[Document text]:

IHG CEO Keith Barr said that guests “are going to want to stay in the biggest branded hotels” when they were able to travel again.
The group’s CFO added that, in a zero-occupancy environment, its $2bn liquidity would provide “18 months of headroom”.
Speaking on a call for the group’s trading update Barr said: “Customers are going to want to stay in the biggest branded hotels - this will put headwinds on homesharing. We will also see weaker brands and independent hotels convert over to the big brands.
“We are still signing hotels in April and still breaking ground. The pipeline will still open, but over a longer timeframe. Lending will come back to the biggest and best pipelines.”
InterContinental Hotels Group said that its strong domestic business and comparative lack of exposure to meetings and events meant that it was “well positioned”, describing the health of its owners as “generally good”.
Barr said: “We are an asset-light business, with our revenues tied to revenues, not profit. We are skewed to transient demand not group bookings. Our broad geography is skewed towards domestic demand in non-urban markets. We have a market-leading position in the upper-midscale segment, which has historically been stronger coming out of downturns.”

[Information supplied]:
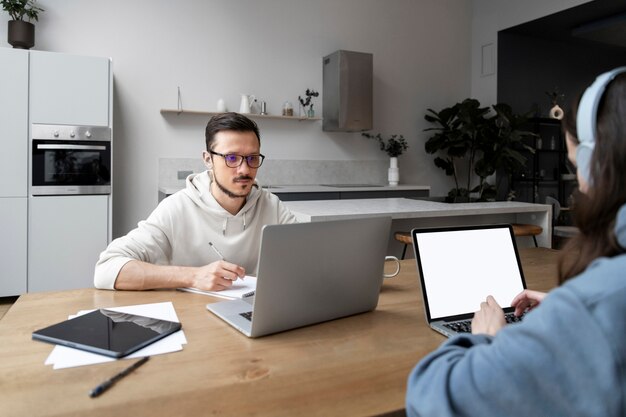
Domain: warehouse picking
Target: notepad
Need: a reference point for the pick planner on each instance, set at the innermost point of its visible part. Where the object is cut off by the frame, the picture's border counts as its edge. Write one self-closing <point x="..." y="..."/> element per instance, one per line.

[Work task A]:
In the IHG trading update text, rewrite the paragraph beginning "Barr said: “We are an asset-light business" as a short bulleted list that keeps its main facts.
[Work task B]:
Pick up the article on IHG's trading update after its last sentence and carry it on.

[Response area A]:
- IHG is asset-light, with revenues tied to revenues rather than profit.
- It leans toward transient demand, not group bookings.
- Its broad geography leans toward domestic demand in non-urban markets.
- It leads the market in the upper-midscale segment, which has historically been stronger coming out of downturns.

[Response area B]:
The group said that the majority of owners had paid fees on time in April, although some had asked for deferrals. CFO Paul Edgecliffe-Johnson said that “it is early in the process. We are in business with owners for 20 years so we will consider deferrals. We have seen good levels of payments, with the business net cashflow positive in April, but owners entering a more challenging environment”.
Barr added: “It’s important to remember that many of them run small business and face challenges. We are standing beside them to help them get through this, hosting webinars on how to stay open. We have given them the chance to pause renovation work, offering fee reductions and payment flexibility. Whether at the White House or at Number 10, we are working with key partners globally to help protect owners and jobs.
“The health of our owners is generally good, the majority of our portfolio is in the mainstream and we’ve been able to lobby governments for support. Breakeven for the mainstream segment is around 30% and we’re running at the mid 20s. Clearly there will be some owners that run into significant issues and we will work with them. The conversations that we’ve had with the owners groups is that they’re in a good position over the next few months. Most of our owners are seeing through this reduction and seeing that long-term it is a good asset class.”
Commenting on the fee reduction, the CFO said: “It is a temporary reduction which was well received and shows the spirit that we are entering into in this crisis.”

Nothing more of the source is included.